TASK DETAILS => Please rewrite the stretch of data below, from the start through the line that contains "column 255, row 279", as a two-column CSV with the headers text and answer. Each row should pair the text before a set of answers with those answers, with each value in one quoted field and its line breaks turned into spaces.

INPUT MATERIAL =>
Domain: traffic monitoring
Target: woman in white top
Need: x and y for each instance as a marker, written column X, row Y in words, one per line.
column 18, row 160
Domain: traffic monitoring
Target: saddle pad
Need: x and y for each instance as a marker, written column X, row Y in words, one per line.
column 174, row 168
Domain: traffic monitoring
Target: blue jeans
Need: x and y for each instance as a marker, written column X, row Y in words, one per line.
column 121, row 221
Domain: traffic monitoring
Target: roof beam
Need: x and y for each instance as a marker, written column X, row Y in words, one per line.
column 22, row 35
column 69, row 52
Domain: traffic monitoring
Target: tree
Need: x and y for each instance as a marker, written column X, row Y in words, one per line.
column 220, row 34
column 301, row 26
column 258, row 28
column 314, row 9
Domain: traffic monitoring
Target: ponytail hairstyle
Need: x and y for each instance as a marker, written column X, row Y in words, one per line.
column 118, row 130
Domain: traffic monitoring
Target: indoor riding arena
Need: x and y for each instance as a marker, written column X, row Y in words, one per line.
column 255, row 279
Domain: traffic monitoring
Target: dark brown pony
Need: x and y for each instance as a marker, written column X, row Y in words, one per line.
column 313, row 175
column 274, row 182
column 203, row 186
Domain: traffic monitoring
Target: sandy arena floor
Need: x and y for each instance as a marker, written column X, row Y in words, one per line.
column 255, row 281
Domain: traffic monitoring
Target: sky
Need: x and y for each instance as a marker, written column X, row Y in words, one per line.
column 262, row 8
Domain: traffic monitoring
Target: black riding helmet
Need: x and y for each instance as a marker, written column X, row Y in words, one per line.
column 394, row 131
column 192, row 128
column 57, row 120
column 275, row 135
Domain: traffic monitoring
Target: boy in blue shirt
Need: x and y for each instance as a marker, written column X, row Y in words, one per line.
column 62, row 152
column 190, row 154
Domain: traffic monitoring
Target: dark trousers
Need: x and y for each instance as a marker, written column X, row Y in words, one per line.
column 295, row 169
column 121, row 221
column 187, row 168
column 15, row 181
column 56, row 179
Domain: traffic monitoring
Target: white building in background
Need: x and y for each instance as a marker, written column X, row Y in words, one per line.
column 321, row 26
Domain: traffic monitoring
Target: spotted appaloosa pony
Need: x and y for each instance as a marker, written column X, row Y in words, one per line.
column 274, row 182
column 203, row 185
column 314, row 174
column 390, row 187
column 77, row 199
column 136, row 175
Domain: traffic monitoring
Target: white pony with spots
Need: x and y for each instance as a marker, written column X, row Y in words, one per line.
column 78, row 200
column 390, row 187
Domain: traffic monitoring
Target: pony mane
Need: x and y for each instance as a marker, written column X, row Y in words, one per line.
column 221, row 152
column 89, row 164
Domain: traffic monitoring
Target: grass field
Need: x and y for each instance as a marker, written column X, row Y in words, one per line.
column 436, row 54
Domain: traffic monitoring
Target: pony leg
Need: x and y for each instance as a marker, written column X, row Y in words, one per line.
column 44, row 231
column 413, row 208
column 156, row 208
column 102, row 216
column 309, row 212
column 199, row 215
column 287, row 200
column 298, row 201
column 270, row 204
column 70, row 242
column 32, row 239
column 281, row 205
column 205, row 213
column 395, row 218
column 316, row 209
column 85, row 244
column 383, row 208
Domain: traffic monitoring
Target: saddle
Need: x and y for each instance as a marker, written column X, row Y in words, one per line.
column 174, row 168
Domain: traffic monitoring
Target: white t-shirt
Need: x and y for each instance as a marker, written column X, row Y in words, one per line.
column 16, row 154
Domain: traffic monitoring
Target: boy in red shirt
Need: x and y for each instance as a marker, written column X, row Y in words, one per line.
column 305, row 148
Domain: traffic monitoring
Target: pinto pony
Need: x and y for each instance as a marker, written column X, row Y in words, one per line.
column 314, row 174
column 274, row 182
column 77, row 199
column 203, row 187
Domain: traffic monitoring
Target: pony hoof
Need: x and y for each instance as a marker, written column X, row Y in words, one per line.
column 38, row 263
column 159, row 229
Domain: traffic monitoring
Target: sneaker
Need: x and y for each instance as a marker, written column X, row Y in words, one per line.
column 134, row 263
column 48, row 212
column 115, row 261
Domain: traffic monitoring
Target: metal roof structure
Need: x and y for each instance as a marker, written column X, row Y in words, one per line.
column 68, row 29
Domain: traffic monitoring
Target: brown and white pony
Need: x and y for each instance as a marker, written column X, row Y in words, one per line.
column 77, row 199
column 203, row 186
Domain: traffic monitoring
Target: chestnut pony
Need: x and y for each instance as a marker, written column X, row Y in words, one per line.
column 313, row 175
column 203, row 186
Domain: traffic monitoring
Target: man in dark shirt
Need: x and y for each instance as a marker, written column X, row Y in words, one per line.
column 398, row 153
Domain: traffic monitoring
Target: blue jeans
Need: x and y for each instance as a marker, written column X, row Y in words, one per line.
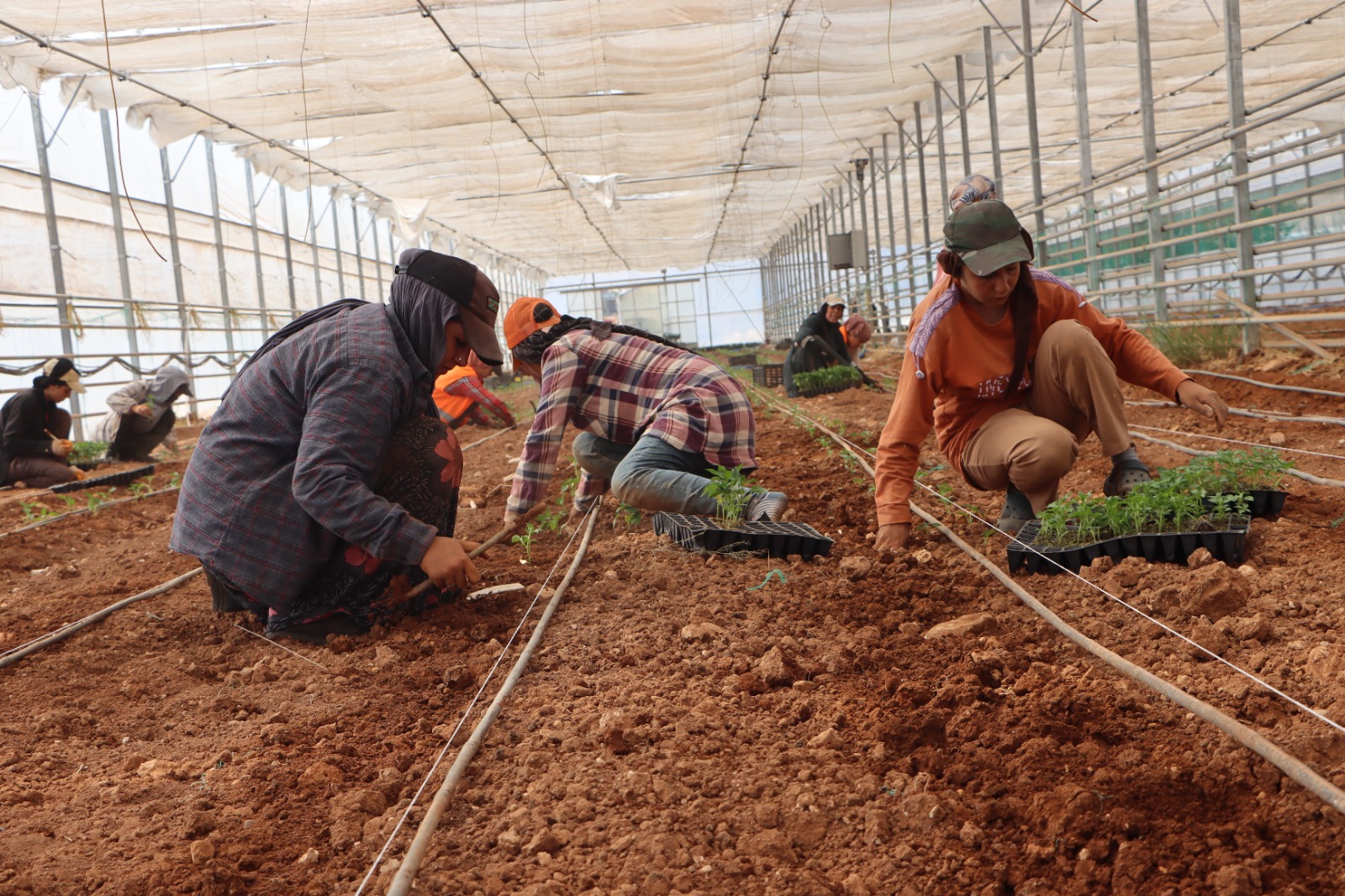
column 649, row 475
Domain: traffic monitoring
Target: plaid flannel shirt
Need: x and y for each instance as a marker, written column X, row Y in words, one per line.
column 623, row 387
column 284, row 470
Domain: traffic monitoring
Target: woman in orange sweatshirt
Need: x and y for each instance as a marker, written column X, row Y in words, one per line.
column 1012, row 369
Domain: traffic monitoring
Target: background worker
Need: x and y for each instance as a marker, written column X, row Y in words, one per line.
column 656, row 417
column 140, row 414
column 326, row 470
column 34, row 432
column 461, row 396
column 1013, row 369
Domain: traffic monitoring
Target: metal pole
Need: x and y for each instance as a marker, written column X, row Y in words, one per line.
column 1147, row 113
column 289, row 255
column 1237, row 150
column 925, row 198
column 943, row 154
column 962, row 118
column 905, row 214
column 58, row 272
column 360, row 260
column 892, row 235
column 120, row 233
column 313, row 239
column 990, row 105
column 340, row 268
column 1086, row 150
column 175, row 253
column 219, row 249
column 1029, row 76
column 261, row 282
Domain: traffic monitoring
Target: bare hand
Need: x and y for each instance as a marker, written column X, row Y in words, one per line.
column 447, row 564
column 892, row 537
column 1203, row 401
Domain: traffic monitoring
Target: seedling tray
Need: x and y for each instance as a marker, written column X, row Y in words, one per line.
column 101, row 482
column 768, row 376
column 770, row 539
column 1226, row 544
column 1264, row 502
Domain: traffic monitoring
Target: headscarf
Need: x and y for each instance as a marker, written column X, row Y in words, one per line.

CORRECT RESPONSE =>
text,answer
"Domain: traffic monitoring Target: woman in white top Need: x and y for each instance as a marker, written column X, row Y in words, one per line.","column 18, row 160"
"Domain: traffic monitoring Target: saddle pad Need: x and y for each instance as a marker, written column X, row Y in words, one per line.","column 174, row 168"
"Domain: traffic monitoring Target: blue jeans Need: x and y for each instance as a marker, written column X, row Y in words, one per line.","column 121, row 221"
"Domain: traffic monitoring Target: roof beam Need: x and y for each instance as a marker, written column X, row Y in words, one per line.","column 22, row 35 column 69, row 52"
"Domain: traffic monitoring Target: tree Need: x and y for each instance as a marker, written column X, row Y in words, one per line.","column 220, row 34 column 301, row 26 column 258, row 28 column 314, row 9"
"Domain: traffic monitoring Target: ponytail hairstyle Need: x and y for each instance as a marker, written column X, row Y in words, one per line.","column 118, row 130"
"Domain: traffic monitoring Target: indoor riding arena Need: x and y for each instance as a marker, written column X, row Y in words, one per line.","column 255, row 279"